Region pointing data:
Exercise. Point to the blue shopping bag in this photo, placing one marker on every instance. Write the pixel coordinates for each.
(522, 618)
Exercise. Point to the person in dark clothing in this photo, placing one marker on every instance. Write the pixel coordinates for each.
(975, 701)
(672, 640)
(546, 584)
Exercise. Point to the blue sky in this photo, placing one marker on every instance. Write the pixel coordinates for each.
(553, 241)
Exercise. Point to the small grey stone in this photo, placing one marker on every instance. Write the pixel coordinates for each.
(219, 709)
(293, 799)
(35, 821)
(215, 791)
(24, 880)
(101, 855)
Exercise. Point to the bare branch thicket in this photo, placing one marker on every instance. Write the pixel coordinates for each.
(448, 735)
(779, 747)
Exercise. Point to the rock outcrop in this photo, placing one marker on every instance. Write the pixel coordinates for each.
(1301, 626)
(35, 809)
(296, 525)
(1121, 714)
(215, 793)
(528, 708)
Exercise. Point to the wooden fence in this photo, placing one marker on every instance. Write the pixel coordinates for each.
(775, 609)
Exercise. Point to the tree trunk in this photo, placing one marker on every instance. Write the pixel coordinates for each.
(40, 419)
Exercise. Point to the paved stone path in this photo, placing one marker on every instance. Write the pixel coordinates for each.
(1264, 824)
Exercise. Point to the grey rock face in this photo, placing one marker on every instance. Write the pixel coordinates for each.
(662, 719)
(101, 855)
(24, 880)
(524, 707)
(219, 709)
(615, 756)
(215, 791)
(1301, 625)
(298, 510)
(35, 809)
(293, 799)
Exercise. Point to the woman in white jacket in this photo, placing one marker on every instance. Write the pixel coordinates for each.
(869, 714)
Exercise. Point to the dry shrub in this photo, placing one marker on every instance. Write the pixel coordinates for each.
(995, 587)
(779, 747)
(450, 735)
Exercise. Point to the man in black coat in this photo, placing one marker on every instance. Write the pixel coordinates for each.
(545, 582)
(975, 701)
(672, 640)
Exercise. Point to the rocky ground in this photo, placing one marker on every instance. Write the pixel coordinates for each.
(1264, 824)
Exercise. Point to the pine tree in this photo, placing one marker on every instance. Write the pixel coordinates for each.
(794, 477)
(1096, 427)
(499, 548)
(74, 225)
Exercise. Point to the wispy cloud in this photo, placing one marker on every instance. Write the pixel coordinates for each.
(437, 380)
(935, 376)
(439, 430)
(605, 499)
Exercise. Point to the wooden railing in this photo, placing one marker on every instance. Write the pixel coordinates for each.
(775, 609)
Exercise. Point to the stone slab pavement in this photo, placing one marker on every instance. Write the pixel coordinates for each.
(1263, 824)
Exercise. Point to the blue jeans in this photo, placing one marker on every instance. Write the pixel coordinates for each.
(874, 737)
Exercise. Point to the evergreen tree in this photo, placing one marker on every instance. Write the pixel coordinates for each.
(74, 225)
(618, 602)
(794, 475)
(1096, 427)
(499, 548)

Problem
Each of the records shown above needs to be repeated exactly.

Answer section
Exercise. Point to the blue shopping bag in this photo, placing one marker on every instance. Write the pixel coordinates for each.
(522, 618)
Exercise. Point to the person in dark clothing in this photo, placing one marker on every instance. Write the pixel coordinates for each.
(975, 701)
(672, 640)
(546, 584)
Exercise. Point to the blue sky in this photo, placing one marker on every instance. Write the pixel coordinates for each.
(553, 241)
Exercise. Point to the small grey stone in this photo, placing one marker on every instance. Write the pixel coordinates for each.
(219, 709)
(293, 799)
(35, 821)
(215, 791)
(24, 880)
(101, 855)
Exercise. Point to the bare branch thicket in this photo, placing one marker on every instance. Write the pixel coordinates for each.
(448, 735)
(779, 747)
Exercise. Point to the rock outcrop in this photo, placing one marker on every instance. Write the pixel coordinates for each.
(1301, 626)
(35, 809)
(296, 525)
(1121, 714)
(215, 793)
(528, 708)
Exercise. Point to the wooden fence in this photo, placing one marker on every instance. Write the pixel coordinates for each.
(775, 609)
Exercise. Point to the tree trunk in this photo, placing one marker on every instance. Write the pixel coordinates for each.
(40, 419)
Exercise. Point to the paved stone path in this photo, placing one marker on every instance. Write the pixel coordinates for each.
(1264, 824)
Exercise. Point to the grey rock face in this photo, placing one marker on every instance. Write the pixel coordinates for each.
(662, 719)
(101, 855)
(24, 880)
(524, 707)
(219, 709)
(615, 756)
(215, 791)
(1301, 625)
(298, 510)
(35, 809)
(293, 799)
Exercise. Point to the woman in white jacket in this photo, placing one marker on every instance. Write the pixel coordinates for each.
(869, 714)
Exercise. Point to the dry shrub in this photo, placing one marker on every instance. Write the pixel coordinates for each.
(995, 587)
(779, 747)
(450, 735)
Exercise. Point to the man in black coat in this photo, placing one marker on every instance. Write the pixel coordinates for each.
(545, 582)
(975, 701)
(672, 640)
Exercise. Point to the rocky ground in this photo, placing one marker on every instance. Write the pixel coordinates for each.
(1264, 824)
Exercise. Point to the pine tree in this photo, placing one marker on every instance. Write the pixel coordinates for each.
(794, 477)
(1096, 427)
(499, 548)
(74, 225)
Exercise. Point to the wispy cloud in this photo, placing one marker on every instance. Write the pixel coordinates for each.
(437, 380)
(935, 376)
(439, 430)
(605, 499)
Exercise. Point to the wooden railing in this photo, placing one marker on every instance. Write the pixel coordinates for each.
(775, 609)
Exercise. Point to the stone slab pavement in this photo, placing one marker on every instance. Write the pixel coordinates for each.
(1263, 824)
Exercise. Point to the blue jeans in this photo, placing one marker on every instance. Write the pixel coordinates for each.
(874, 737)
Exercise. Point to the evergreen tree in this photo, placing one marker on every instance. Write the pixel coordinates for each.
(74, 225)
(618, 602)
(794, 475)
(1096, 427)
(499, 548)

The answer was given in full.